Records of labeled boxes
::::
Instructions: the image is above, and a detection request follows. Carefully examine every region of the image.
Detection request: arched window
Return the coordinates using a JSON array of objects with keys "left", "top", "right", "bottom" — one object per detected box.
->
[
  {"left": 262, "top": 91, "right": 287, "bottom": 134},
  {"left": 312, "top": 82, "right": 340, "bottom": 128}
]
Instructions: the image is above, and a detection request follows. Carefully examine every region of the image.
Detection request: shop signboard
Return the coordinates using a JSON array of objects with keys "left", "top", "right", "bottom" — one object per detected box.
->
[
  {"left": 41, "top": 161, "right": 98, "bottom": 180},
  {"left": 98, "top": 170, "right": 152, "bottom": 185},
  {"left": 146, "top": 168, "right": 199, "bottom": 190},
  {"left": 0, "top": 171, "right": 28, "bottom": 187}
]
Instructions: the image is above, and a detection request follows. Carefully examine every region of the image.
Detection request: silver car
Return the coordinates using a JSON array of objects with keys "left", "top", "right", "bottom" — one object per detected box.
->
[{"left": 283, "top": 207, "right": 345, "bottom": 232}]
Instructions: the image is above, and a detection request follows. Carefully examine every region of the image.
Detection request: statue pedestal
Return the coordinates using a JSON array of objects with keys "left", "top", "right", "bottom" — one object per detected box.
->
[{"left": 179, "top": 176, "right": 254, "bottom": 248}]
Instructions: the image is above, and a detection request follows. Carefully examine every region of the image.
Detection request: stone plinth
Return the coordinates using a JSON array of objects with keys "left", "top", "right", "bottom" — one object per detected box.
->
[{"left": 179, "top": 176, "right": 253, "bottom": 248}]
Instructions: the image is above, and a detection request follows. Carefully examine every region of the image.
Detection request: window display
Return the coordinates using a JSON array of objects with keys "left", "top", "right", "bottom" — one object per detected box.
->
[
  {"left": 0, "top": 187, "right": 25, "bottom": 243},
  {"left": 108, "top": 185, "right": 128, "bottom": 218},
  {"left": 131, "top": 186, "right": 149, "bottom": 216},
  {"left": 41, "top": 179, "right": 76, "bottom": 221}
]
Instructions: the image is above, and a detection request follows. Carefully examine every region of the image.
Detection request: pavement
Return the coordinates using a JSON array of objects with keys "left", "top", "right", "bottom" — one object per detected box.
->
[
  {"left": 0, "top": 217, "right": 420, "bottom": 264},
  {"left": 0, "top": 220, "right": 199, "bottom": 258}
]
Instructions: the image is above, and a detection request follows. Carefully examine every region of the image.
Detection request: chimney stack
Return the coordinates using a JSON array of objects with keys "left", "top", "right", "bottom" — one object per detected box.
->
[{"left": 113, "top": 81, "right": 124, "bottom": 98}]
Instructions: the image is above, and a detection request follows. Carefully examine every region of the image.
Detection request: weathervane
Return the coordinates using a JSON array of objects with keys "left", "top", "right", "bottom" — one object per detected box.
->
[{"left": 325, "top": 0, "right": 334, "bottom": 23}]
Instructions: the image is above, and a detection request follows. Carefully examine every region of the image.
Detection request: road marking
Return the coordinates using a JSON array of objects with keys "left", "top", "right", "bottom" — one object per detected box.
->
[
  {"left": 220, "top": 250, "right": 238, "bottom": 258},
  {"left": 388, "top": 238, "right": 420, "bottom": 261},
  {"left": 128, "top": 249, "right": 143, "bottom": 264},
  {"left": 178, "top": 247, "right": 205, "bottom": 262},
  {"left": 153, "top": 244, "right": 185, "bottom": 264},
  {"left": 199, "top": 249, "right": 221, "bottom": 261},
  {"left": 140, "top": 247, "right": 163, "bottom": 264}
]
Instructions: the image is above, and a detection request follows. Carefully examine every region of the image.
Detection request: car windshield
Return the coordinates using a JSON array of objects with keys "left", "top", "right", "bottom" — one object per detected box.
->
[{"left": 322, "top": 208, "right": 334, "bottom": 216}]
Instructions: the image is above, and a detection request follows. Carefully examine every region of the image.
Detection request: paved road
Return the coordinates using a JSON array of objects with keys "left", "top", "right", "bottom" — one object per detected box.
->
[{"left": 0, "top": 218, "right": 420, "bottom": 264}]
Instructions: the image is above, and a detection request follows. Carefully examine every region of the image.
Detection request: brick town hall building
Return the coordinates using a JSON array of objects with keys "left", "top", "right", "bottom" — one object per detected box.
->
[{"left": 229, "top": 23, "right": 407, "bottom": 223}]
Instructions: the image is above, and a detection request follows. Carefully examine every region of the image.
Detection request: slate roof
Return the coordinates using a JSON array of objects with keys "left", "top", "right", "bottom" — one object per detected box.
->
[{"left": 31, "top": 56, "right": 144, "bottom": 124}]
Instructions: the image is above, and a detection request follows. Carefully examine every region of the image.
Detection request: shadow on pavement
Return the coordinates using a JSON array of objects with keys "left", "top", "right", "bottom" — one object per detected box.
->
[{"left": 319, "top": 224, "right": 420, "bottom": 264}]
::::
→ **WHAT IS BEING ASKED**:
Report how many lines in the items above contain the string "pavement", giving only the number. Case counts.

→ **COMPLETE RESPONSE**:
2